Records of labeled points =

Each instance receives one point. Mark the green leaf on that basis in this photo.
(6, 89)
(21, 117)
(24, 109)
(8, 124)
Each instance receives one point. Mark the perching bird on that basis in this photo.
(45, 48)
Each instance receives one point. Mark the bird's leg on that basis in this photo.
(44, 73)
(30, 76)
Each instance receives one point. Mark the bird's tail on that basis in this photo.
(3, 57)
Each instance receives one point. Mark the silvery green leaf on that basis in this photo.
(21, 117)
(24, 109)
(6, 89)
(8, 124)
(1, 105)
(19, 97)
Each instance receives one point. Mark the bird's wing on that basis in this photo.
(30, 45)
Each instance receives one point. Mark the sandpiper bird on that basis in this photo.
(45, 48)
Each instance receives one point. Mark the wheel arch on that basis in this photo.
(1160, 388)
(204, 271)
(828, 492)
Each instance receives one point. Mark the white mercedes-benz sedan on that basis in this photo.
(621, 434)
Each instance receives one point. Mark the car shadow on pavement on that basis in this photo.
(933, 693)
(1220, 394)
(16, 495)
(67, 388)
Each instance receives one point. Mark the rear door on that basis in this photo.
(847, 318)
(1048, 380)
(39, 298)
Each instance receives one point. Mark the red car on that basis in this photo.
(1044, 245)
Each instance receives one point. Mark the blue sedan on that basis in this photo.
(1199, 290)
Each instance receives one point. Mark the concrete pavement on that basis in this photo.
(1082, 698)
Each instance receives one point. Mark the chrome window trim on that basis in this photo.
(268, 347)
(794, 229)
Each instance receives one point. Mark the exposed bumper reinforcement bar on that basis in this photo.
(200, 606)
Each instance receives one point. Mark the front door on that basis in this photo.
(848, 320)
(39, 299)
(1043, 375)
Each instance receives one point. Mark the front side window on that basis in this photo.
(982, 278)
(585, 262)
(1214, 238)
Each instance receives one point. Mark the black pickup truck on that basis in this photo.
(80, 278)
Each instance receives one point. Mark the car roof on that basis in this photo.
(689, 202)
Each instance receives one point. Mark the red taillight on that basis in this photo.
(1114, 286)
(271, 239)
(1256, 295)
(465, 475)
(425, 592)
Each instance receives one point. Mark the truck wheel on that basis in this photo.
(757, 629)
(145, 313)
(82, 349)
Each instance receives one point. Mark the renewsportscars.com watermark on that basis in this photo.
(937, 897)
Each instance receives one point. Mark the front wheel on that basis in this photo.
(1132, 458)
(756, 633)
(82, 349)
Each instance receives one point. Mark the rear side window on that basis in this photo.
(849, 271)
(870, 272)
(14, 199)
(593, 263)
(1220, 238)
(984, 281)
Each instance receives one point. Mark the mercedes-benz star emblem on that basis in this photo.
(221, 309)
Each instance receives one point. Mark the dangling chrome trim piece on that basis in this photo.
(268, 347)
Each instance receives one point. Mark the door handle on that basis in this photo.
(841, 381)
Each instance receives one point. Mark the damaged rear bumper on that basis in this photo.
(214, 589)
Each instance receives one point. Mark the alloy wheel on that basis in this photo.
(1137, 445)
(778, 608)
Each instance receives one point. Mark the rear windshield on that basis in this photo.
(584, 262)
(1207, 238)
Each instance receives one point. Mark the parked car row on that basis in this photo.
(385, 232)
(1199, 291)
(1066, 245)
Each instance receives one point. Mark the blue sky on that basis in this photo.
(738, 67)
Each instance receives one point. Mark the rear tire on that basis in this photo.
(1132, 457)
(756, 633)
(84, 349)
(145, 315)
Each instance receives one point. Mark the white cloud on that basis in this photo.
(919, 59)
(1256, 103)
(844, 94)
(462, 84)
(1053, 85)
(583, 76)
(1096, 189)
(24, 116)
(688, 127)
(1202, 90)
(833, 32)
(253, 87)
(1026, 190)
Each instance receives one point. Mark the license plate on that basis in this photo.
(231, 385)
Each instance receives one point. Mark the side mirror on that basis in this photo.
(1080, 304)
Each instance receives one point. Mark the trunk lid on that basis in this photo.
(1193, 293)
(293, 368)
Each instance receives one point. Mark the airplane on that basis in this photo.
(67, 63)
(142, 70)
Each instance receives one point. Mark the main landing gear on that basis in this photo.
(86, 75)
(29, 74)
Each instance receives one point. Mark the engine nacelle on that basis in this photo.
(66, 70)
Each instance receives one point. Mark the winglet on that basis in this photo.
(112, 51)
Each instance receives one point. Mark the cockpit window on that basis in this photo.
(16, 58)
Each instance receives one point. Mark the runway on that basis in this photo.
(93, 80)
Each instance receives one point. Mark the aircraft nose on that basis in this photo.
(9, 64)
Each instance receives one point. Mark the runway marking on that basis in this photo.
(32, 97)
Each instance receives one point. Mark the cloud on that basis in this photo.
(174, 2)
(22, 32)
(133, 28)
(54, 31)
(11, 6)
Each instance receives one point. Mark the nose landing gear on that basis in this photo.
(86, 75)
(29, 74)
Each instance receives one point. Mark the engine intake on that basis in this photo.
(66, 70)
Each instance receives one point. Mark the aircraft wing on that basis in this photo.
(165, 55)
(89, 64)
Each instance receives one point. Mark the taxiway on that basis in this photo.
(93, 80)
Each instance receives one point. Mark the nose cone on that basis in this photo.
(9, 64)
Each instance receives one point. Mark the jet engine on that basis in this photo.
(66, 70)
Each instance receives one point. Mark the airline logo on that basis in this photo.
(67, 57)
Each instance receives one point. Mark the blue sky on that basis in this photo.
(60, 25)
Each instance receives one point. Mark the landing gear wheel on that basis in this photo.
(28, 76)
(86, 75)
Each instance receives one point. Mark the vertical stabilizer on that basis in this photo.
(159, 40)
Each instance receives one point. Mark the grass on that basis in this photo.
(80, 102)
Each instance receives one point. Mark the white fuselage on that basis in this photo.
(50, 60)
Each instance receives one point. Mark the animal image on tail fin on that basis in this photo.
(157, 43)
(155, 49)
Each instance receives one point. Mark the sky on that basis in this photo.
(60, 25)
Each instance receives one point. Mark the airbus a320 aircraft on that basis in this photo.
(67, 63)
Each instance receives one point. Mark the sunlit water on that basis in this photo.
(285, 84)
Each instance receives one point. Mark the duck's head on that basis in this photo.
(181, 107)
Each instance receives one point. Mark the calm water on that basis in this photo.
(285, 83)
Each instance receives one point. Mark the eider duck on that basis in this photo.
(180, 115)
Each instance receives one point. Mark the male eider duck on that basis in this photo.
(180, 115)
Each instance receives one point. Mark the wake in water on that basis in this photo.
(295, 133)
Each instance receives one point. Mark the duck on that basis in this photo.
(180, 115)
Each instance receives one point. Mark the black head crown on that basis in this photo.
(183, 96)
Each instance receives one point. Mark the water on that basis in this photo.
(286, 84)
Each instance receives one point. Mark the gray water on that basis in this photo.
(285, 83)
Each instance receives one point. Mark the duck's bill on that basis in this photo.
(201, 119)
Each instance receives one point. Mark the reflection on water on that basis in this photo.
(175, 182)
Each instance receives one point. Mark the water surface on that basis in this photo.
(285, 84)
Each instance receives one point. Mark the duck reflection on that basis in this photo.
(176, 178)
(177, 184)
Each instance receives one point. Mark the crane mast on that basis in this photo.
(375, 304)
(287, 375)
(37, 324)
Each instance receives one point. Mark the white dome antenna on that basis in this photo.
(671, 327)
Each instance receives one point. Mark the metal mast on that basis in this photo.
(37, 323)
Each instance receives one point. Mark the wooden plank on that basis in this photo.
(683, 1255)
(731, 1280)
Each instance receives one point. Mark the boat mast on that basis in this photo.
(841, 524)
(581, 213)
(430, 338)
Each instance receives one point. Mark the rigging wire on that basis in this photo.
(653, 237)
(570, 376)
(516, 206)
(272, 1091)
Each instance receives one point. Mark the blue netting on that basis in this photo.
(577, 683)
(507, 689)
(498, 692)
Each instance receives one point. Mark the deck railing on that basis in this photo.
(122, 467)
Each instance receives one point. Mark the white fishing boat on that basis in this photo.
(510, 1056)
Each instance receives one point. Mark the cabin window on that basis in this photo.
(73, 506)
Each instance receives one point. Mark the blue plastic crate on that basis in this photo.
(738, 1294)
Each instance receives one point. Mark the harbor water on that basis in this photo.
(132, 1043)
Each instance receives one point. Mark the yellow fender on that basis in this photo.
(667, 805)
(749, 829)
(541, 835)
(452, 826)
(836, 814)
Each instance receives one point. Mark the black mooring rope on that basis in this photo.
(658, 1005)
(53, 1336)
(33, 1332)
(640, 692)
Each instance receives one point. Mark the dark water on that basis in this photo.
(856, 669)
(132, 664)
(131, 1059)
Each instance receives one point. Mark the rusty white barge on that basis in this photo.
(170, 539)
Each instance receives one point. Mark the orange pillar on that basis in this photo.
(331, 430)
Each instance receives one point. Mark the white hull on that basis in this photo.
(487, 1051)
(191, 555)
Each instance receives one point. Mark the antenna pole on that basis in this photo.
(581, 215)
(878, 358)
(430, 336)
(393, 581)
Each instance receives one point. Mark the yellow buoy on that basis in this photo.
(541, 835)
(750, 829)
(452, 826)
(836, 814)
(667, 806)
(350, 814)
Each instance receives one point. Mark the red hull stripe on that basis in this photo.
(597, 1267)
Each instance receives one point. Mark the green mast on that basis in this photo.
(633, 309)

EXERCISE BRIEF = Render the stretch from the line containing "Each instance receives one point. Mark the antenna" through the end of the entries as a two-column CSV with the headers instruction and points. Each entry gets one row, and each value goes in a single quoted field with line breaks replaced by spaces.

RESULT =
instruction,points
"Each instance receives one point. Mark the antenna pole on that basis in this photo.","(581, 215) (878, 358) (430, 336) (393, 581)"
"Each instance receives one point. Mark the yellow buoy on that basis in this photo.","(541, 835) (750, 829) (452, 826) (836, 814) (667, 806) (350, 814)"
"Each instance receives one point. Mark the red hull stripe on that basis in this photo.","(597, 1267)"
"Each instance receives one point. Mark the green mast on that basis in this photo.","(633, 309)"